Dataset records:
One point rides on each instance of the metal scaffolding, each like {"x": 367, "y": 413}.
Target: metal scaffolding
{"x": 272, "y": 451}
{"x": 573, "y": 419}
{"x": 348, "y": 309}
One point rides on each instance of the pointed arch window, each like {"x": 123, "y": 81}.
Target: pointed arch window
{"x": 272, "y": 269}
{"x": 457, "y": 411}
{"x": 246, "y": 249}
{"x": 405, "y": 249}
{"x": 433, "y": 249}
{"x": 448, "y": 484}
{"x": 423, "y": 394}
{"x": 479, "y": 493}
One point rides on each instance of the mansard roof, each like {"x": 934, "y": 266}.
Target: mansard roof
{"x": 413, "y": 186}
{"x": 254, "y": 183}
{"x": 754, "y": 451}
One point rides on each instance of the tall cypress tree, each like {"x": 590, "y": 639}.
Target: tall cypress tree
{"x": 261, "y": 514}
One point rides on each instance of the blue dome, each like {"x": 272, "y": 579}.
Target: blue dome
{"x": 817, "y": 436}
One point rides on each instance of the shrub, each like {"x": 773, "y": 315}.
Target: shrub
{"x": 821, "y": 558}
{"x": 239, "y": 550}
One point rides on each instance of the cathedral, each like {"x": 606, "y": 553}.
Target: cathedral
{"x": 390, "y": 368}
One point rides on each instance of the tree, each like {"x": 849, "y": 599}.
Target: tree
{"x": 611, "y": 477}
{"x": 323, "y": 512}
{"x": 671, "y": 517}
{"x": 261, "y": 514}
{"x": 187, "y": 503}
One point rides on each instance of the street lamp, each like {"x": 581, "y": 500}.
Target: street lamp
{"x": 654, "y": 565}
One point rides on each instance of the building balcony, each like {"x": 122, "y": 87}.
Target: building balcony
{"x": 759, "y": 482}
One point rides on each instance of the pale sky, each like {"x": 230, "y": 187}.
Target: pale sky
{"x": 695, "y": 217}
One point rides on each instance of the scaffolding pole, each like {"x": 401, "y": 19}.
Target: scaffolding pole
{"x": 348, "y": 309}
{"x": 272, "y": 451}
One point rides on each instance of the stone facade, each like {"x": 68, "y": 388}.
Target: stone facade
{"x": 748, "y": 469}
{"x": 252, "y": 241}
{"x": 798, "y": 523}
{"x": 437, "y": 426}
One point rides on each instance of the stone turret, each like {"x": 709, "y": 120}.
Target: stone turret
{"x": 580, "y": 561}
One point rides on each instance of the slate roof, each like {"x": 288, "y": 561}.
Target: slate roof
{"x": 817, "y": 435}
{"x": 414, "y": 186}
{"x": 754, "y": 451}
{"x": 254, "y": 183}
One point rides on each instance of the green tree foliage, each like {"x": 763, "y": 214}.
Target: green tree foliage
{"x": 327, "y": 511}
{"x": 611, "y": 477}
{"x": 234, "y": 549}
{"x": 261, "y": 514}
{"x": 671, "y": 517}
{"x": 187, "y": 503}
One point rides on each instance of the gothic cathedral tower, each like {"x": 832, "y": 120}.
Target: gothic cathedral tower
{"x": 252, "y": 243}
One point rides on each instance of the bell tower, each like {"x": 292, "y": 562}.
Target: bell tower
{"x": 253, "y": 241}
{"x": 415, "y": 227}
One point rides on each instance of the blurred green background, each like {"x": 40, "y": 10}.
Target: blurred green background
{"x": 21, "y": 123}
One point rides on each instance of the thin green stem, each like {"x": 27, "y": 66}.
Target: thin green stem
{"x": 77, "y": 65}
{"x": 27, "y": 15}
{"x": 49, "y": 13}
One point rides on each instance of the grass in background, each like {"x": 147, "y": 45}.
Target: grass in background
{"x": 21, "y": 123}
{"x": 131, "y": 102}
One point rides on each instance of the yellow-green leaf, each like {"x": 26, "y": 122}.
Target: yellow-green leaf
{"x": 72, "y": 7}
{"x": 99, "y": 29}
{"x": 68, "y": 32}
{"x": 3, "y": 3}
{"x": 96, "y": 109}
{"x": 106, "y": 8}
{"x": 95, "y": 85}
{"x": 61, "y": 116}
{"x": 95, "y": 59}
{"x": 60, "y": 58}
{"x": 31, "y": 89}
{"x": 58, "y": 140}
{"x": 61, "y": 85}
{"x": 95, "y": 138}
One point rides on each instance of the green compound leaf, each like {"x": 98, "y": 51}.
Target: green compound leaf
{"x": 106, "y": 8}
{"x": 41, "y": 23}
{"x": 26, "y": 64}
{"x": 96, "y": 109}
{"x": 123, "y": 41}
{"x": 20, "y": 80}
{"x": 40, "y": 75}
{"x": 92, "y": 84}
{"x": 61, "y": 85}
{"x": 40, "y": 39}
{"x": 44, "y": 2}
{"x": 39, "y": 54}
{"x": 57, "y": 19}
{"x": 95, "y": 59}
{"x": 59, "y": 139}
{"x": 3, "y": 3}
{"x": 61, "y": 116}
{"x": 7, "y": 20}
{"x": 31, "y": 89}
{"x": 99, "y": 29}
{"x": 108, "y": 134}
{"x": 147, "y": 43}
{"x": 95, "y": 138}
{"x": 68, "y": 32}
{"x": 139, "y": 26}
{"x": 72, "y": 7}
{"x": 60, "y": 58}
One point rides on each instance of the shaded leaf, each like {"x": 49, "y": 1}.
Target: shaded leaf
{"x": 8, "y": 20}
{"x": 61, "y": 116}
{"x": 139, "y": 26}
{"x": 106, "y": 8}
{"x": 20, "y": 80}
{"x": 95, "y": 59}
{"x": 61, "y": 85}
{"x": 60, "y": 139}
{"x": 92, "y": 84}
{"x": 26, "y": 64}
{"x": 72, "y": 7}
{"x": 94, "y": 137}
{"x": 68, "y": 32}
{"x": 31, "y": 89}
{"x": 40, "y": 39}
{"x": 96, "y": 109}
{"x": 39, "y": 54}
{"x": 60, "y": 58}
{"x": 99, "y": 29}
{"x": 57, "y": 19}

*REQUIREMENTS:* Only those lines running from the one containing "One point rides on each instance of the gothic" through the last line of the data above are to be copied, exactly, with both ends included.

*FULL ANSWER:*
One point rides on each instance of the gothic cathedral tower, each like {"x": 832, "y": 120}.
Target: gothic cathedral tower
{"x": 252, "y": 243}
One point rides on each instance of the bell tower, each like {"x": 292, "y": 562}.
Target: bell tower
{"x": 253, "y": 241}
{"x": 415, "y": 227}
One point rides on each instance of the blurred green background, each like {"x": 40, "y": 10}.
Target: blurred green background
{"x": 21, "y": 123}
One point rides on each instance of the thin green stem, each like {"x": 27, "y": 66}.
Target: thin green stem
{"x": 77, "y": 65}
{"x": 27, "y": 15}
{"x": 49, "y": 13}
One point rides on each instance of the grass in background, each like {"x": 147, "y": 45}.
Target: grass in background
{"x": 21, "y": 123}
{"x": 131, "y": 102}
One point rides on each instance of the yellow-green leaf, each like {"x": 26, "y": 122}.
Target: yellow-green leaf
{"x": 72, "y": 7}
{"x": 99, "y": 29}
{"x": 68, "y": 32}
{"x": 3, "y": 3}
{"x": 96, "y": 109}
{"x": 106, "y": 8}
{"x": 95, "y": 85}
{"x": 61, "y": 116}
{"x": 95, "y": 59}
{"x": 60, "y": 58}
{"x": 31, "y": 89}
{"x": 58, "y": 140}
{"x": 61, "y": 85}
{"x": 95, "y": 138}
One point rides on each instance of the green compound leaf, each like {"x": 98, "y": 51}.
Target: green compound leaf
{"x": 106, "y": 8}
{"x": 41, "y": 23}
{"x": 26, "y": 64}
{"x": 96, "y": 109}
{"x": 123, "y": 41}
{"x": 20, "y": 80}
{"x": 40, "y": 75}
{"x": 92, "y": 84}
{"x": 61, "y": 85}
{"x": 40, "y": 39}
{"x": 44, "y": 2}
{"x": 39, "y": 54}
{"x": 57, "y": 19}
{"x": 95, "y": 59}
{"x": 59, "y": 139}
{"x": 3, "y": 3}
{"x": 61, "y": 116}
{"x": 7, "y": 20}
{"x": 31, "y": 89}
{"x": 99, "y": 29}
{"x": 108, "y": 134}
{"x": 147, "y": 43}
{"x": 95, "y": 138}
{"x": 68, "y": 32}
{"x": 139, "y": 26}
{"x": 72, "y": 7}
{"x": 60, "y": 58}
One point rides on each instance of the shaded leaf, each like {"x": 49, "y": 1}.
Target: shaded leaf
{"x": 8, "y": 20}
{"x": 61, "y": 116}
{"x": 139, "y": 26}
{"x": 106, "y": 8}
{"x": 20, "y": 80}
{"x": 95, "y": 59}
{"x": 61, "y": 85}
{"x": 60, "y": 139}
{"x": 92, "y": 84}
{"x": 26, "y": 64}
{"x": 72, "y": 7}
{"x": 94, "y": 137}
{"x": 68, "y": 32}
{"x": 31, "y": 89}
{"x": 40, "y": 39}
{"x": 96, "y": 109}
{"x": 39, "y": 54}
{"x": 60, "y": 58}
{"x": 99, "y": 29}
{"x": 57, "y": 19}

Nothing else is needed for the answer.